Text passage
——

SSH Key Authentication

How It Works:

• Server uses Ed25519 private key for identity verification
• Client provides Ed25519 public key for authentication
• Identity verification via known_hosts and whitelist
• Strong authentication with cryptographic signatures

Configuration:

// Server loads SSH key via --key option
// Supports SSH Ed25519 key files
// Supports gpg:keyid format for GPG keys (if GPG support enabled)
// Client provides public key during handshake

Key Loading:

• Validates SSH key file format
• Native encrypted key support (bcrypt_pbkdf + BearSSL AES-256-CTR)
• Validates key type (Ed25519 required)
• Loads private key for signing operations

Passwordless Mode

How It Works:

• Ephemeral keys only (no long-term identity)

——

Given entries

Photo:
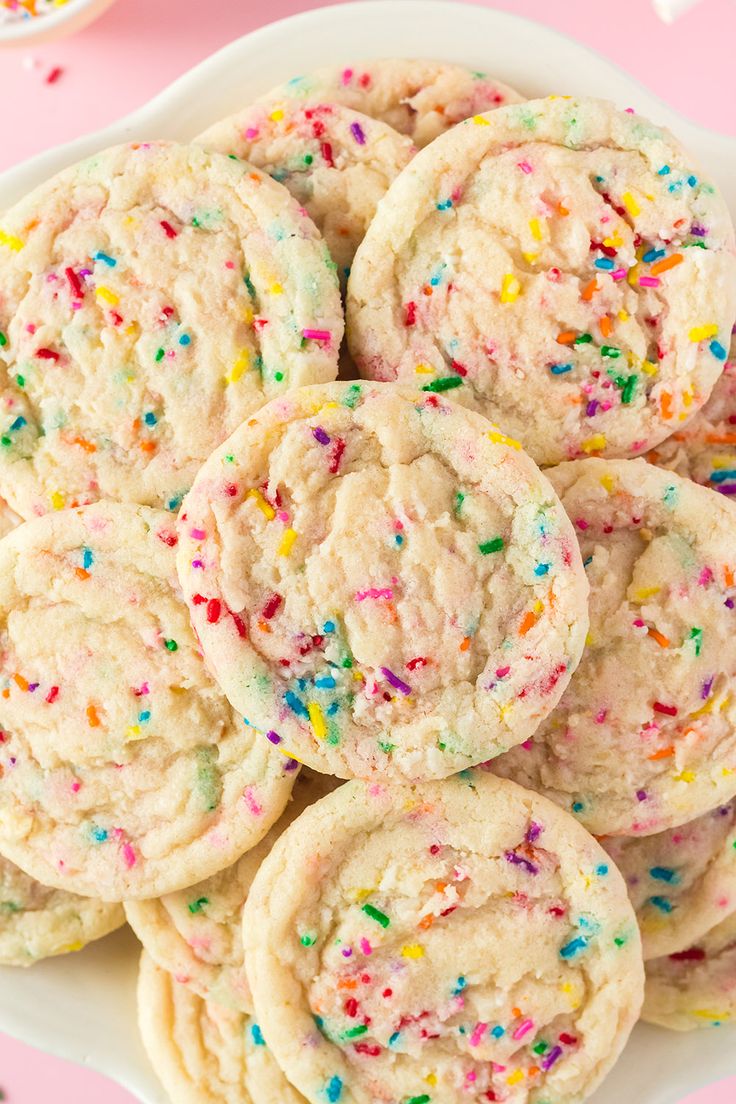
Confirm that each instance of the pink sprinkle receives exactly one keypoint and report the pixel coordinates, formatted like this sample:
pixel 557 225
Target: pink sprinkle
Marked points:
pixel 478 1033
pixel 253 805
pixel 523 1029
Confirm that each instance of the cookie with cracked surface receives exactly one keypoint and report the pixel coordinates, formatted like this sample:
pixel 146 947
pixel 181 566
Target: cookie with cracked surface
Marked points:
pixel 38 922
pixel 151 297
pixel 562 267
pixel 644 738
pixel 408 588
pixel 455 941
pixel 124 771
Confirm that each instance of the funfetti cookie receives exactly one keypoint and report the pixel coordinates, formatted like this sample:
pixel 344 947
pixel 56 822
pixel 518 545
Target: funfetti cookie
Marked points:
pixel 382 582
pixel 124 772
pixel 449 942
pixel 151 297
pixel 337 162
pixel 558 265
pixel 417 97
pixel 644 738
pixel 38 922
pixel 704 449
pixel 195 934
pixel 695 988
pixel 682 882
pixel 201 1052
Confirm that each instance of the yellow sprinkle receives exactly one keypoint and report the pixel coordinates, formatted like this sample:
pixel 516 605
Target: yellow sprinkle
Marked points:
pixel 287 541
pixel 265 507
pixel 12 242
pixel 703 332
pixel 238 368
pixel 510 288
pixel 500 438
pixel 316 717
pixel 107 296
pixel 594 444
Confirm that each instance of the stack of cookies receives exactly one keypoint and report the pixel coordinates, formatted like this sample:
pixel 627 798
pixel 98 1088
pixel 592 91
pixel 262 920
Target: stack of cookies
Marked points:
pixel 398 753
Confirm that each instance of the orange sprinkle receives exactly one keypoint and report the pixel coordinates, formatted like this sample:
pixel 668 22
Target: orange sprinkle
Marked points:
pixel 528 622
pixel 667 263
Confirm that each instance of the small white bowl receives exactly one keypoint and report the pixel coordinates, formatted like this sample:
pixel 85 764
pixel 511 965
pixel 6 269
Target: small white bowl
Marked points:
pixel 54 24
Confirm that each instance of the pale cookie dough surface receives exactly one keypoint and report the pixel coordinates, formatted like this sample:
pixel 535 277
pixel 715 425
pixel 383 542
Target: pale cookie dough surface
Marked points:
pixel 417 97
pixel 682 882
pixel 560 266
pixel 705 448
pixel 409 590
pixel 201 1052
pixel 644 738
pixel 124 772
pixel 38 922
pixel 337 162
pixel 697 987
pixel 449 943
pixel 151 297
pixel 195 934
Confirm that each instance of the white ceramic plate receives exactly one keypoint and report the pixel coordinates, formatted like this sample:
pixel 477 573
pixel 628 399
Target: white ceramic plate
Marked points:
pixel 82 1007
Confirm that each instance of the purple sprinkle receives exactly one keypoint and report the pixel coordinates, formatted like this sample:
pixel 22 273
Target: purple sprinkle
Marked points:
pixel 358 133
pixel 395 681
pixel 519 860
pixel 551 1058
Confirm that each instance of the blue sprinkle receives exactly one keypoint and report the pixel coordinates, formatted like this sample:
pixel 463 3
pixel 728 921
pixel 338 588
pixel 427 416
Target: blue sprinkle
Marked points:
pixel 664 874
pixel 334 1090
pixel 296 704
pixel 574 947
pixel 662 903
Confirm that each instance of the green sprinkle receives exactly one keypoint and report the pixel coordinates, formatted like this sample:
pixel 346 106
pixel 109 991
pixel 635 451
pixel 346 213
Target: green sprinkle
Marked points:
pixel 445 383
pixel 376 914
pixel 629 389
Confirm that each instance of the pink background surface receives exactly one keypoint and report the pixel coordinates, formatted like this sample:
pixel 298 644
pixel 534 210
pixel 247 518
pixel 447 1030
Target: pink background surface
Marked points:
pixel 140 45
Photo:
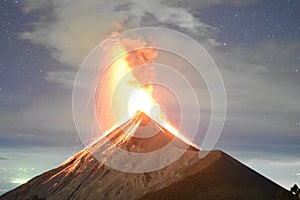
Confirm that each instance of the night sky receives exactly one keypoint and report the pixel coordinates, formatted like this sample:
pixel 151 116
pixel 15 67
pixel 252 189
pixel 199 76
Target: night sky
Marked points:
pixel 255 44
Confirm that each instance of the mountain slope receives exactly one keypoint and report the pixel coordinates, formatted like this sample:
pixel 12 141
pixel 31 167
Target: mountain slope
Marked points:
pixel 217 176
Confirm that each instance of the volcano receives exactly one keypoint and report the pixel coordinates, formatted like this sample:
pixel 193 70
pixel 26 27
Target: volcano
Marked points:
pixel 216 176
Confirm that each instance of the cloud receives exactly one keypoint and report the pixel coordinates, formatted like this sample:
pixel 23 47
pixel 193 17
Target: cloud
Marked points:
pixel 260 80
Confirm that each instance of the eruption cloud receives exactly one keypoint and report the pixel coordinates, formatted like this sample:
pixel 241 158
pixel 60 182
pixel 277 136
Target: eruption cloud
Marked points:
pixel 148 70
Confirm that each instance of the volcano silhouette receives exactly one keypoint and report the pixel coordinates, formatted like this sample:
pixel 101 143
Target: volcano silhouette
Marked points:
pixel 216 176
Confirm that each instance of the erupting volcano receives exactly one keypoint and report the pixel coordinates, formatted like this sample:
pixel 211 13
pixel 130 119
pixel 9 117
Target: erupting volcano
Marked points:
pixel 117 165
pixel 217 176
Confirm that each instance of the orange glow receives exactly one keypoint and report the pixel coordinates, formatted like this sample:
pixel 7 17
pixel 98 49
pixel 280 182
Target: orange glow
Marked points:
pixel 140 101
pixel 122 84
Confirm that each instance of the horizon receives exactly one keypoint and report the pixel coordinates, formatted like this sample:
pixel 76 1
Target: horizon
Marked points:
pixel 254 44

——

Work required
Copy the SSH key authentication text in full, word for word. The records come from a different source than the text.

Exercise output
SSH Key Authentication

How It Works:

• Server uses Ed25519 private key for identity verification
• Client provides Ed25519 public key for authentication
• Identity verification via known_hosts and whitelist
• Strong authentication with cryptographic signatures

Configuration:

// Server loads SSH key via --key option
// Supports SSH Ed25519 key files
// Supports gpg:keyid format for GPG keys (if GPG support enabled)
// Client provides public key during handshake

Key Loading:

• Validates SSH key file format
• Native encrypted key support (bcrypt_pbkdf + BearSSL AES-256-CTR)
• Validates key type (Ed25519 required)
• Loads private key for signing operations

Passwordless Mode

How It Works:

• Ephemeral keys only (no long-term identity)